### [EXCERPT TO READ]
□ □ □ □ □ □ □

National Archives presidential transition

    The National Archives and Records Administration (NARA) 
also plays a key role in transitions by helping the outgoing 
administration prepare files and documents for archiving. The 
bill provides for better transition planning at NARA by 
allowing for inclusion, in the budget request for NARA for the 
fiscal year in which an incumbent president's first term would 
expire, estimated costs of NARA's Presidential transition 
activities.

Conclusion

    The success of a transition in large part depends on the 
expectations set by the incumbent president and the initiatives 
of the major candidates and president-elect. For example, the 
climate of cooperation and professionalism, combined with 
thorough transition planning, during the transition between 
President George W. Bush and then President-elect Barack Obama, 
led to what has been characterized as one of the most seamless 
transitions in modern history.\16\ S. 1172 would provide 
significant additional authorities and processes for 
strengthening transition planning, and will provide a strong 
endorsement from Congress of highly organized transitions that 
start well before Election Day.
---------------------------------------------------------------------------
    \16\See, e.g., Ready to Govern, pp. i, 3.
---------------------------------------------------------------------------

                        III. Legislative History

    The Edward ``Ted'' Kaufman and Michael Leavitt Presidential 
Transitions Improvements Act of 2015, S. 1172, was introduced 
April 30, 2015, by Senators Tom Carper (D-De.), and RonJohnson 
(R-Wi.). The bill was referred to the Committee on Homeland Security 
and Governmental Affairs.
    The Committee considered S. 1172 at a business meeting on 
May 6, 2015. During the business meeting, three amendments were 
adopted. Senator Johnson's first amendment requires the Office 
of Personnel and Management (OPM) to report the number, names, 
titles, and pay of all political appointees who have been 
converted to career positions to the Committee on Oversight & 
Government Reform (OGR) and the Homeland Security and 
Governmental Affairs Committee (HSGAC) on a quarterly basis. 
Senator Johnson's second amendment requires the Government 
Accountability Office (GAO) to study and report on regulations 
promulgated near the end of presidential terms. Senator Ben 
Sasse's amendment requires the Secretary of Homeland Security 
to conduct an analysis of national security threats related to 
terrorism and border security vulnerabilities during a 
presidential transition, and report to Congress. The three 
amendments were adopted by voice vote en bloc with Senators 
Johnson, McCain, Portman, Lankford, Ernst, Sasse, Carper, 
McCaskill, Baldwin, Heitkamp, and Peters present.

□ □ □ □ □ □ □

### [STORED ROWS]
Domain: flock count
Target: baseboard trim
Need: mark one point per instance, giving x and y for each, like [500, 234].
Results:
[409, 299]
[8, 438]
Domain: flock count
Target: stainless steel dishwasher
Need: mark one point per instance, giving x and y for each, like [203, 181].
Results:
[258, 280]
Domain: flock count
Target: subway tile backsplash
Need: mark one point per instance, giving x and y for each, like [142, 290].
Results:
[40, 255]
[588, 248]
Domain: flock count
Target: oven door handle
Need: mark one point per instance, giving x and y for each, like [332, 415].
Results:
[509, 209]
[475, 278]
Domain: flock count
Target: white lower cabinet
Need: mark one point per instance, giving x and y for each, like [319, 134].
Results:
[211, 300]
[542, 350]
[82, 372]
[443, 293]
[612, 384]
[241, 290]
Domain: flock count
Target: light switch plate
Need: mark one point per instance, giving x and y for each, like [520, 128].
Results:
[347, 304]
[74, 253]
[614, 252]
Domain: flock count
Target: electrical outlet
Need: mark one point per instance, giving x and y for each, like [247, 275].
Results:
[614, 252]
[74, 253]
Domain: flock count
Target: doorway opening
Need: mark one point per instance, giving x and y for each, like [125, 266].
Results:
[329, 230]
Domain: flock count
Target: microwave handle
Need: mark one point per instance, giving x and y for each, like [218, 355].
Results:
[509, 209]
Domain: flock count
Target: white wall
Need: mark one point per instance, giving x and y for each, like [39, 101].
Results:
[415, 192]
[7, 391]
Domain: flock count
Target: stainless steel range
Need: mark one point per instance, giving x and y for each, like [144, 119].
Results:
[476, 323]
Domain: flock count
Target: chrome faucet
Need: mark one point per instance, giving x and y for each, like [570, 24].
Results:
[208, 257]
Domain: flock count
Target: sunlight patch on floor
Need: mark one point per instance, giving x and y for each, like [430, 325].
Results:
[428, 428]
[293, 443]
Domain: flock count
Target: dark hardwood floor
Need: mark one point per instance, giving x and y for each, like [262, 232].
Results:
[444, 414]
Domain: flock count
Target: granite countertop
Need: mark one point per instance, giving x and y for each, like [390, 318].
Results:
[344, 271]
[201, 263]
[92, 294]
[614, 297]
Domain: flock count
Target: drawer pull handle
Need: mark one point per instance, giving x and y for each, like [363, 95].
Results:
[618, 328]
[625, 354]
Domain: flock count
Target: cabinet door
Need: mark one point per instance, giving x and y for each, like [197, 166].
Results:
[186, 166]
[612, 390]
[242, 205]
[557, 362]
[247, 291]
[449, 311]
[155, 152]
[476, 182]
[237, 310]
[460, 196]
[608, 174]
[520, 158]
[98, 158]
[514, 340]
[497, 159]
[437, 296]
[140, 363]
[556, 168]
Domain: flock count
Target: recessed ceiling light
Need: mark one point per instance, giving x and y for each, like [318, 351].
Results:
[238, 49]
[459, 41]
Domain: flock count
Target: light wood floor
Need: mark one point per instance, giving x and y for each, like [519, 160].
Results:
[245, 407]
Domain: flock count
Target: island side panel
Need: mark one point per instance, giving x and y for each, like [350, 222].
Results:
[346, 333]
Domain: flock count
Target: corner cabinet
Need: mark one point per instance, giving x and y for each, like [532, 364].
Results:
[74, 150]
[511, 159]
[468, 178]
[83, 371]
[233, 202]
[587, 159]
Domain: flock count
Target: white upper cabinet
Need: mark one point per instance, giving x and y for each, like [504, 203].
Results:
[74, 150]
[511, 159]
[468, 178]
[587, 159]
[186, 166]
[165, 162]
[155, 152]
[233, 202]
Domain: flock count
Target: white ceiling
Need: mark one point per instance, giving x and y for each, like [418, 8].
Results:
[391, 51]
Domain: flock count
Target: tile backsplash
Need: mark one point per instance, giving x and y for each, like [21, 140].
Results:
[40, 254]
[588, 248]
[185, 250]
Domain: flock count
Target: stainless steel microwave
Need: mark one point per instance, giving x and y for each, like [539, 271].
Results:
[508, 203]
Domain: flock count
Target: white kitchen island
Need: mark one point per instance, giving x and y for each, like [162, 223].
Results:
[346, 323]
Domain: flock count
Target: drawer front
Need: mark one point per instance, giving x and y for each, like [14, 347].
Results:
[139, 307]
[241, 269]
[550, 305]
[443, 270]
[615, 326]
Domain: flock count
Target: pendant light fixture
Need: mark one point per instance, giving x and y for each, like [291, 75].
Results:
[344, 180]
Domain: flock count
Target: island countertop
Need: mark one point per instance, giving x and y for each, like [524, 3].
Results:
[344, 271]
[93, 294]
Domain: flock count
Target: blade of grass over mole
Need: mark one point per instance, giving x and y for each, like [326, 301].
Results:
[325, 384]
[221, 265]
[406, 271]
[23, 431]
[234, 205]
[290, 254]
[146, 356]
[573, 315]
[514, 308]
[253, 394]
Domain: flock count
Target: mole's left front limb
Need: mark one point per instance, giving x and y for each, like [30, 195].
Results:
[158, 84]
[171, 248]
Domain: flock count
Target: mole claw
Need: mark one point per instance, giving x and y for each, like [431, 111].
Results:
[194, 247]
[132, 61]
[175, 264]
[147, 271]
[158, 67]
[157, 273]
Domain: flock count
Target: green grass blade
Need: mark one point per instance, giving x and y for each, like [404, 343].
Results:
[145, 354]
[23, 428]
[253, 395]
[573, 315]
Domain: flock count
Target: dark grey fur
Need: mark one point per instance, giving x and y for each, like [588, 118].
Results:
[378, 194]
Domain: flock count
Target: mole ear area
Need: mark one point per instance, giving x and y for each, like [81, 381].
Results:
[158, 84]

□ □ □ □ □ □ □

### [GIVEN PROBLEM 1]
Report every line of the rows that contains the string "mole", treating uppercase and lowercase letters as distinct.
### [GIVEN PROBLEM 2]
Extend the report on presidential transitions, starting right after its final sentence.
The text on presidential transitions and the rows have no connection to each other.

### [FINAL RESULT 1]
Target: blade of grass over mole
Target: mole's left front limb
Target: mole claw
Target: mole ear area

### [FINAL RESULT 2]
    Also during the business meeting, Senator Carper asked for 
and received unanimous consent to change the short title of the 
bill to the ``Edward `Ted' Kaufman and Michael Leavitt 
Presidential Transitions Improvements Act of 2015.''\17\
---------------------------------------------------------------------------
    \17\Senator Kaufman was the sponsor of the Pre-Election 
Presidential Transition Act of 2010; Governor Leavitt led Governor 
Romney's transition team in 2012.
---------------------------------------------------------------------------
    The Committee ordered the bill, as amended, reported 
favorably by voice vote en bloc on May 6, 2015. Senators 
present for the vote on the bill were Senators Johnson, McCain, 
Portman, Lankford, Ernst, Sasse, Carper, McCaskill, Baldwin, 
Heitkamp, and Peters.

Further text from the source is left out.